How to complete this task:
Copy all entries exactly, and wherever an entry holds a picture, leave that picture out.

Data excerpts:
====
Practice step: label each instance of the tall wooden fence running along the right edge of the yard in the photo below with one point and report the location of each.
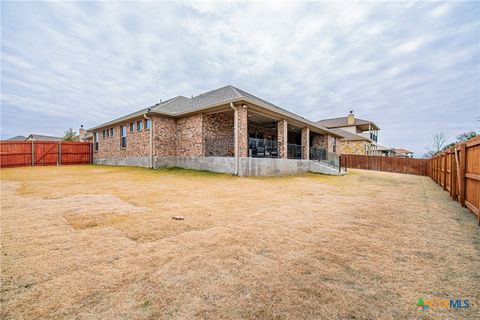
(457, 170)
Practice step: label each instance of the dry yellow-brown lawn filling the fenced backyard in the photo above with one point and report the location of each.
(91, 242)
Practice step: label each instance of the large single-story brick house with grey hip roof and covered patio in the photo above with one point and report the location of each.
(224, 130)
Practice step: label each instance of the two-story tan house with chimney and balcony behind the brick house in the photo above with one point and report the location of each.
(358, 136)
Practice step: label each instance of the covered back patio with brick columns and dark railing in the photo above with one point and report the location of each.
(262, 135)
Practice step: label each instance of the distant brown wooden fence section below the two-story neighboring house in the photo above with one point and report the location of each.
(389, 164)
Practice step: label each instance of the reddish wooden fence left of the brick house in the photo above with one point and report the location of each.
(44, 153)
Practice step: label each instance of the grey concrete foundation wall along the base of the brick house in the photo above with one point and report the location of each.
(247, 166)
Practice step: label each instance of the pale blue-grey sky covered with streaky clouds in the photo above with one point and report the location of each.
====
Exercise answer:
Practice step: label each instance of the tall wooden fence running along the right edge of the yard in the photo below with one point and report the location of each.
(457, 170)
Practice step: label each instance of the dry yellow-brown lawn filling the fenced backyard in the photo above with one point and report the location of each.
(91, 242)
Practice step: label each instance of the large single-story brick house with grey hip roof and covered patio in the photo above with one point and report the location of each.
(224, 130)
Practice step: label each instance of the two-story tan house with chimney and balcony behind the brick house in the photo above with one point and report the location of each.
(358, 136)
Practice step: label each instance of the covered back patio with brick columns and dark railing in the photo above with one point and report the location of each.
(262, 135)
Practice step: label each instance of the distant brown wooden fence section below the two-story neighboring house in the photo above with one point and report the location of each.
(389, 164)
Practice step: label each instance of the reddish wooden fence left of the brick house in the photo above with one point and report the location of each.
(44, 153)
Practice step: label each instance of the grey concrete foundation wall along the base of the brick house in the photo above with one point and report the location of each.
(247, 166)
Practice step: label each instance of the pale blue-grey sky covered with streaky clouds in the photo above with one point and report the location of each.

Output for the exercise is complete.